Transcribe the data below exactly, but only from the line containing "Exercise. Point to every instance of the goose's neck" through its final line, both included.

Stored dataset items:
________________
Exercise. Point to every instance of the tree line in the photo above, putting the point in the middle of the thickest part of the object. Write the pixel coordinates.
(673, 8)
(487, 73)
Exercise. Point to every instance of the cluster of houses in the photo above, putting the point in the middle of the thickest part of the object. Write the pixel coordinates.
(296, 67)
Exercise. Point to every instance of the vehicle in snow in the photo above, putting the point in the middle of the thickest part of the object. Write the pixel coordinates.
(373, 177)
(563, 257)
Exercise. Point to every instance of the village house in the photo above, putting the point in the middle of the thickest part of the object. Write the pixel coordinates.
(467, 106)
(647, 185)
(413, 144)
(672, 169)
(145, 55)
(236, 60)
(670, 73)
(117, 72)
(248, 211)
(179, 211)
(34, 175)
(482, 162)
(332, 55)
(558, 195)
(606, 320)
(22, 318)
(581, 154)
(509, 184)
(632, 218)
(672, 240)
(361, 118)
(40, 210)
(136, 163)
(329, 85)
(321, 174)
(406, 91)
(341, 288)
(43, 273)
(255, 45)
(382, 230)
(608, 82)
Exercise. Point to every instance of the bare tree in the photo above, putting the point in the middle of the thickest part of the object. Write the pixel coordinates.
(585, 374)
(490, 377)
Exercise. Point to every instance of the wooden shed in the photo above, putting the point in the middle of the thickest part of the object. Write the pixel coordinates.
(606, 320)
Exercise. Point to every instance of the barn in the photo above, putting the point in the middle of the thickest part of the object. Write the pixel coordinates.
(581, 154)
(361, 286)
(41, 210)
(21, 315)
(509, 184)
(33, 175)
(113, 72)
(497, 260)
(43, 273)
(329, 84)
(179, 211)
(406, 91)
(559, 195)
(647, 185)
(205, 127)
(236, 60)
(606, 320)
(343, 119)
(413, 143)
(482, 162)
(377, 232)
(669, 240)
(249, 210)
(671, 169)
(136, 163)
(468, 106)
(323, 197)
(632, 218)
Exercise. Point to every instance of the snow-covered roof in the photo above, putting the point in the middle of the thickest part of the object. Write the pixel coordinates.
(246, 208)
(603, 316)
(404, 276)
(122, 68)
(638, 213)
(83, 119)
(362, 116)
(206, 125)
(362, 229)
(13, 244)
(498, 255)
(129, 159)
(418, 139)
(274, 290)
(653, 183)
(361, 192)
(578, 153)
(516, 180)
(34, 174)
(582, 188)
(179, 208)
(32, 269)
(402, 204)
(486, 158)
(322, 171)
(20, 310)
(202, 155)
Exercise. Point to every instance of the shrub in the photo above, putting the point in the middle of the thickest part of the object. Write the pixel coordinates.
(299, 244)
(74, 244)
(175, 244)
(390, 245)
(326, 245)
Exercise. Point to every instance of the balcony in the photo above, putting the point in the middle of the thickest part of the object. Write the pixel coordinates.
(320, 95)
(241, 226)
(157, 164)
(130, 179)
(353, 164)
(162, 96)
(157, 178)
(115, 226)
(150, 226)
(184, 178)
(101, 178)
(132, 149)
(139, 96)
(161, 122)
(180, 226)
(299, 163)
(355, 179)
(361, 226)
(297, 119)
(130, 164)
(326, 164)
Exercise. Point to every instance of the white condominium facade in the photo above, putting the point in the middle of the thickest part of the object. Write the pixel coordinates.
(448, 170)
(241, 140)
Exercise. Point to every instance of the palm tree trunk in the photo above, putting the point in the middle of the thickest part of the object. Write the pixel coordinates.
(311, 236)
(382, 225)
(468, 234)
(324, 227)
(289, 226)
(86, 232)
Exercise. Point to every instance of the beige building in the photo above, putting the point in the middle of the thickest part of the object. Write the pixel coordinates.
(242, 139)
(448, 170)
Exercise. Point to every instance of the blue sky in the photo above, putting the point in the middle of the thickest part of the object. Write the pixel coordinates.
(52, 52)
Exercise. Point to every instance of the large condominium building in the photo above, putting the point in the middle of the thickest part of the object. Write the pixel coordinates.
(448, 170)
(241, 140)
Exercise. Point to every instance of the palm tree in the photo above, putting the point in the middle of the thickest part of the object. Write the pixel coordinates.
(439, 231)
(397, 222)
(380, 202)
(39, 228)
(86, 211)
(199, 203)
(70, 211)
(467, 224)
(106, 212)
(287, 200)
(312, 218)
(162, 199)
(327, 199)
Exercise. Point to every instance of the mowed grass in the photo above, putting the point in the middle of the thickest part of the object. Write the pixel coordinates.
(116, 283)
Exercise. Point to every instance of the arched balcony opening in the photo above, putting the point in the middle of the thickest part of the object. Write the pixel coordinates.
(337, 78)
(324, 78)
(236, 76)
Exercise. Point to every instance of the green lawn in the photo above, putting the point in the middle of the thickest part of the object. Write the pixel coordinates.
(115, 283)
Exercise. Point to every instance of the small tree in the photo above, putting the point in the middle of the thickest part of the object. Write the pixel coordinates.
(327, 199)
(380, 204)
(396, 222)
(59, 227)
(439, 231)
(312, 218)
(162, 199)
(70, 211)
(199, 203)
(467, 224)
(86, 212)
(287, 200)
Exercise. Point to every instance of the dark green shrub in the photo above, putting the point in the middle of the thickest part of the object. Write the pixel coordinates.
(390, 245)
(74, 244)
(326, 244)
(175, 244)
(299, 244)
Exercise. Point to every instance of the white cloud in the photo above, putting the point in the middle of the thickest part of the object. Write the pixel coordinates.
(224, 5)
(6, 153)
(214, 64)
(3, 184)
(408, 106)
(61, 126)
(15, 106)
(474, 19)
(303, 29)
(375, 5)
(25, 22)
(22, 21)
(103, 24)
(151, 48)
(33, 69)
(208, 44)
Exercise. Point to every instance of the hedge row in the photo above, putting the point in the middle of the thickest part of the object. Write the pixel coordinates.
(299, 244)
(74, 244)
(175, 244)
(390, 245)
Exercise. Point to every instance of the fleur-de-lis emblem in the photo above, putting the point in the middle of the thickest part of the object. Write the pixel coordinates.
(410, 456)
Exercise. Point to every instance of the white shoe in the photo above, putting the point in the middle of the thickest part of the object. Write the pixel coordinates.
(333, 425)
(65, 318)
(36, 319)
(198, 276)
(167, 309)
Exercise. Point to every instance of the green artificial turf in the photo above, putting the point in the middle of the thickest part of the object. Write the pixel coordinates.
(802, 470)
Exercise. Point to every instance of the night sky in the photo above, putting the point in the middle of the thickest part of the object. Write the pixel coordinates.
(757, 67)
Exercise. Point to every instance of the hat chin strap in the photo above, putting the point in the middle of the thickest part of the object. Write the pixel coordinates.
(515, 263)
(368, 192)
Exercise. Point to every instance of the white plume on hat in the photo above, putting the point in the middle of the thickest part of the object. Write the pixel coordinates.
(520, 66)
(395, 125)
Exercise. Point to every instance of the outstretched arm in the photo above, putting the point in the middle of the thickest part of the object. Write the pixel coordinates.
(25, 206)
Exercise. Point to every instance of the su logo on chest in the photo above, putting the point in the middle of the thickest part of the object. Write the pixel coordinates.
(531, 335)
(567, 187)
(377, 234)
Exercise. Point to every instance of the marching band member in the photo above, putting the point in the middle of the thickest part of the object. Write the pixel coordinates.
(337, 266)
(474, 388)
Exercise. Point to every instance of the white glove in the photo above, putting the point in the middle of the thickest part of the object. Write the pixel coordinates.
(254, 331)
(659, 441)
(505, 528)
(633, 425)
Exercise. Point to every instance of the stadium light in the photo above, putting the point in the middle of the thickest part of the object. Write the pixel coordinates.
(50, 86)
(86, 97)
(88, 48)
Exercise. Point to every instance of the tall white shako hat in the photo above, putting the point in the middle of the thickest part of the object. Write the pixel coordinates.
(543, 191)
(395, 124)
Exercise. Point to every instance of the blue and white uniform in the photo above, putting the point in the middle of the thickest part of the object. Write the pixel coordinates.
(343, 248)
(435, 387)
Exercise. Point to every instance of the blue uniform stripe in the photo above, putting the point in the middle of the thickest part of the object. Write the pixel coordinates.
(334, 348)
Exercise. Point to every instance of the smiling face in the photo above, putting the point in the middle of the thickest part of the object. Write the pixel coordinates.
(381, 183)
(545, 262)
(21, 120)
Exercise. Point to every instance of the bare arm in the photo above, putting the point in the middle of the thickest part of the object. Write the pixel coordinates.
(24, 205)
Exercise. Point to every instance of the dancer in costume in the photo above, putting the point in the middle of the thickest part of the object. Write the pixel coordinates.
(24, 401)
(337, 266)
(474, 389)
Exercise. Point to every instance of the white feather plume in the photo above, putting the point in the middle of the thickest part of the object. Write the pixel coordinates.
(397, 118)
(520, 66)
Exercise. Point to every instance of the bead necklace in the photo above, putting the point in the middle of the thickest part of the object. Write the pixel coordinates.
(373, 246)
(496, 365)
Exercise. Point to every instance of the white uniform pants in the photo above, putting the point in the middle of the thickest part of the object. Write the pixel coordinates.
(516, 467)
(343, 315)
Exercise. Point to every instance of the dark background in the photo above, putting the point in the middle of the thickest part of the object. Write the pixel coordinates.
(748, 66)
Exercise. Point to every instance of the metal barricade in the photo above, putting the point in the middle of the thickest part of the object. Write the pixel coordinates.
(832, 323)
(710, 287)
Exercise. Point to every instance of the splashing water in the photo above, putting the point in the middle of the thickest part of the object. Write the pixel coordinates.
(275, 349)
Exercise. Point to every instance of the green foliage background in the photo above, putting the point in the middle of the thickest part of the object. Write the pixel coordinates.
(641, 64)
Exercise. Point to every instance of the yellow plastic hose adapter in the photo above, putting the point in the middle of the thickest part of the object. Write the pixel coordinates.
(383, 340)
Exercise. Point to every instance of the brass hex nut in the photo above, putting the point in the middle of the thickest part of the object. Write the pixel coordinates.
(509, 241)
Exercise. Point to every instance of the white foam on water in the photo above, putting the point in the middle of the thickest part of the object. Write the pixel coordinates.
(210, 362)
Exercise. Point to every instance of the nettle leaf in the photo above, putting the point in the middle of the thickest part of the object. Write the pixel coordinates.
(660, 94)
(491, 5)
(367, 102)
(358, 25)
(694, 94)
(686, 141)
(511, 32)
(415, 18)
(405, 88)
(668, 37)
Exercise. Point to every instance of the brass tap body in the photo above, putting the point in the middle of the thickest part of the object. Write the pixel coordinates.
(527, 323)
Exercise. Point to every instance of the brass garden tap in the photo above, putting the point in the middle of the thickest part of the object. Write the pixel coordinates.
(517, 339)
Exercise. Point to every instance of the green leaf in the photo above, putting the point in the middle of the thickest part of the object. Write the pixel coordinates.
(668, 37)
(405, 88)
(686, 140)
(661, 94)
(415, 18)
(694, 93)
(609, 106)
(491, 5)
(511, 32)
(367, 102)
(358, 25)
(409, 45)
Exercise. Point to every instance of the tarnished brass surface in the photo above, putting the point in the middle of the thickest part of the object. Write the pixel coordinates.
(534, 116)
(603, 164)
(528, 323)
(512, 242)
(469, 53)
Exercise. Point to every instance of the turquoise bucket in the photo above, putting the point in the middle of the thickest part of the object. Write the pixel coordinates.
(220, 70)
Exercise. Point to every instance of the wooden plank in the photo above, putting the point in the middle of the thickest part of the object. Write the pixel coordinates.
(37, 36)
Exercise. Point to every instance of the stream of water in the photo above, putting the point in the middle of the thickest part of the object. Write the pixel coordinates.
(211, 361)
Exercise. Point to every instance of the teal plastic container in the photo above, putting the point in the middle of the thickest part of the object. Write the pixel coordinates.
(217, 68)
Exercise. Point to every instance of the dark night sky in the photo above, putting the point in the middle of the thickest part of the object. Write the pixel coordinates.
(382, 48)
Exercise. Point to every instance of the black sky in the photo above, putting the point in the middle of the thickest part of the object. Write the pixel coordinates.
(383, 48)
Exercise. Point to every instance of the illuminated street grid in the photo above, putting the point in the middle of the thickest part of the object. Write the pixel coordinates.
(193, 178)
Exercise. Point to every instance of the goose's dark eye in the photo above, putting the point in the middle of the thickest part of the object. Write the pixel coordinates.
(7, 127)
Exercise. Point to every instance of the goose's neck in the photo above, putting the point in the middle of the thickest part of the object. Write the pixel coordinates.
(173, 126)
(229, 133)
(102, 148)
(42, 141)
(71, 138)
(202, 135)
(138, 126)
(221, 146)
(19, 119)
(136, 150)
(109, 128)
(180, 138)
________________
### WRITTEN SOLUTION
Exercise. Point to every instance of the goose's neck in the photo above, putting the point in the middle of the thickest part of the object. Write the pixel coordinates.
(173, 126)
(229, 133)
(102, 148)
(42, 141)
(71, 138)
(202, 135)
(138, 126)
(221, 146)
(19, 119)
(136, 150)
(109, 128)
(180, 138)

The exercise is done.